# What is expected:
Write the full listing out again, word for word, but omit the pictures.
#### Supplied material ####
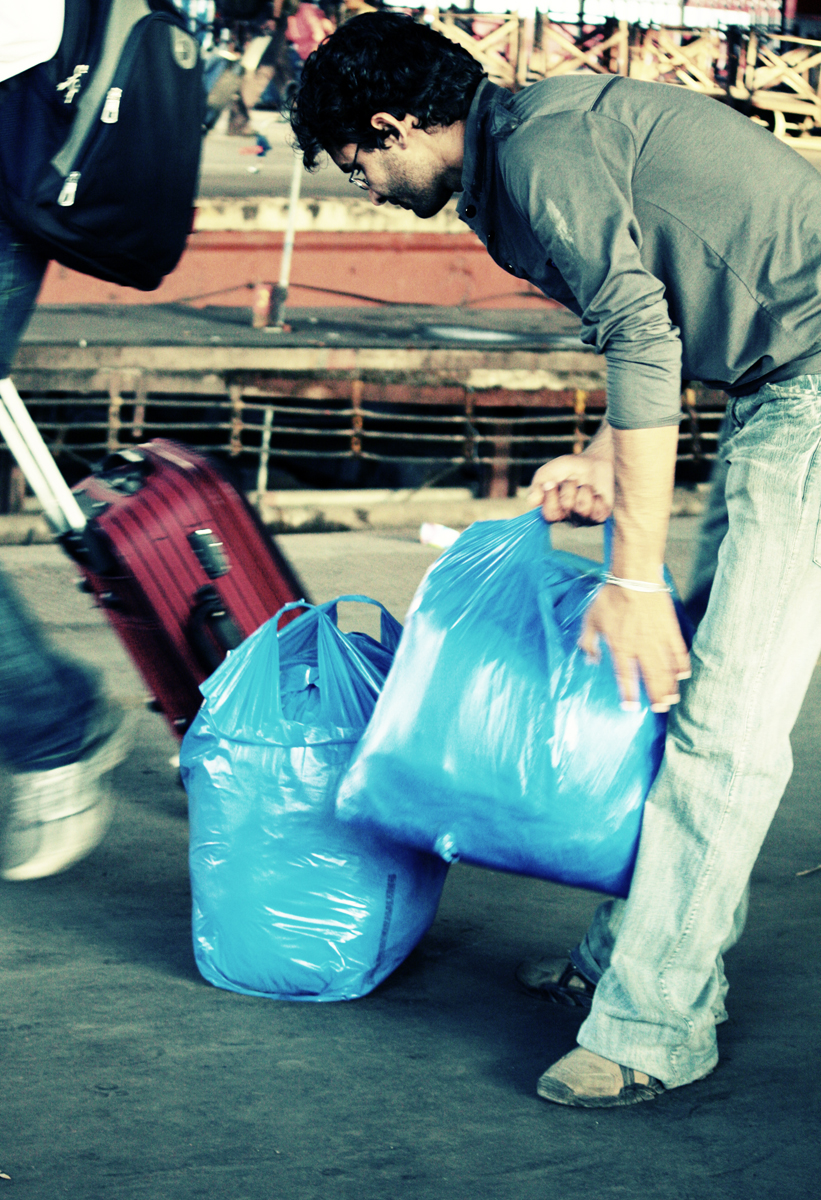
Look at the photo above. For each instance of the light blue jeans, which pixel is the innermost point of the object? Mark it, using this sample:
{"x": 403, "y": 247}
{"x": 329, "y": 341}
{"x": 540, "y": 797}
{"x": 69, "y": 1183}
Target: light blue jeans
{"x": 657, "y": 957}
{"x": 47, "y": 702}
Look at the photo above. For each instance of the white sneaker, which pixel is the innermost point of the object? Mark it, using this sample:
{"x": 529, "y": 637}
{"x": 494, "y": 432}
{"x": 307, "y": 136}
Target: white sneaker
{"x": 59, "y": 816}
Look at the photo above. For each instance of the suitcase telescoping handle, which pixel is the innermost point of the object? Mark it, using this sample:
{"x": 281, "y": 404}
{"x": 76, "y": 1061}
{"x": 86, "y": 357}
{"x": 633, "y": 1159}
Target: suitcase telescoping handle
{"x": 35, "y": 460}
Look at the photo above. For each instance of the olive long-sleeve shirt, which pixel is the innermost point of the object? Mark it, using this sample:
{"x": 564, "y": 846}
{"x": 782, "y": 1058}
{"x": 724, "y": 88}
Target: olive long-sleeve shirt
{"x": 687, "y": 238}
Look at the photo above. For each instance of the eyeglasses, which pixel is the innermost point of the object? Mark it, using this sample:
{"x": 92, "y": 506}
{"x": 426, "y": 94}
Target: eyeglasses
{"x": 357, "y": 175}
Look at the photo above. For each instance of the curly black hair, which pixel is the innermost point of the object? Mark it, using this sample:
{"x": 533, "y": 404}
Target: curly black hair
{"x": 379, "y": 63}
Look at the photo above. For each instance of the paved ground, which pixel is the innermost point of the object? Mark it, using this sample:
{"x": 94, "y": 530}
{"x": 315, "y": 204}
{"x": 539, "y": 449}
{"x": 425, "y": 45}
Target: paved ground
{"x": 126, "y": 1077}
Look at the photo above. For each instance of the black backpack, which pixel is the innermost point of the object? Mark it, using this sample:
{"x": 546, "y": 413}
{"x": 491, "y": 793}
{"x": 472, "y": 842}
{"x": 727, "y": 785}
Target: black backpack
{"x": 100, "y": 147}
####
# Solution to this task:
Look at the photo above. For each instance of the light blue jeans, which pixel is the innermost point of the object? Mark it, using this sample:
{"x": 403, "y": 247}
{"x": 329, "y": 341}
{"x": 540, "y": 797}
{"x": 69, "y": 1183}
Target: light blue jeans
{"x": 657, "y": 957}
{"x": 47, "y": 702}
Look at the photo above. For each instance of the white sneaker, which pixel is the innermost point of the object? Mark it, using this sample:
{"x": 529, "y": 637}
{"x": 494, "y": 432}
{"x": 307, "y": 136}
Target: white sneaker
{"x": 59, "y": 816}
Look at the photo above. For each instance of the suitcase telescoping handle, which pixel is the innermost point of the object? Mark it, using this sample:
{"x": 281, "y": 404}
{"x": 76, "y": 1061}
{"x": 86, "y": 357}
{"x": 633, "y": 1159}
Target: suitcase telescoping handle
{"x": 35, "y": 460}
Look at the photo above. For each instance of the olive long-sleeve shirt, which pixel is the innermost point of the object? Mark it, using this sample:
{"x": 564, "y": 846}
{"x": 782, "y": 1058}
{"x": 724, "y": 88}
Target: olive long-sleeve shirt
{"x": 687, "y": 238}
Look at the photo above. For each instance of the eyeglasses, which pixel is the innermost point of the object? Mark it, using this sample:
{"x": 92, "y": 506}
{"x": 426, "y": 94}
Target: eyeglasses
{"x": 357, "y": 175}
Look at the photo above. For each instance of the curly black hair, which pixel is the innermost point of the object? Mark it, using this sample:
{"x": 533, "y": 404}
Target: curly black hair
{"x": 379, "y": 63}
Look at the photo above. For each instance of the paved ground, which pixel is the innermost point of the object? Mark it, using this sample:
{"x": 94, "y": 530}
{"x": 315, "y": 204}
{"x": 539, "y": 449}
{"x": 425, "y": 45}
Target: paved ground
{"x": 126, "y": 1077}
Look at the photo above. For each instance of the black backpack, which pixel is the innermost point of the object? Mark it, using this sample:
{"x": 546, "y": 413}
{"x": 491, "y": 793}
{"x": 472, "y": 842}
{"x": 727, "y": 785}
Target: black backpack
{"x": 100, "y": 147}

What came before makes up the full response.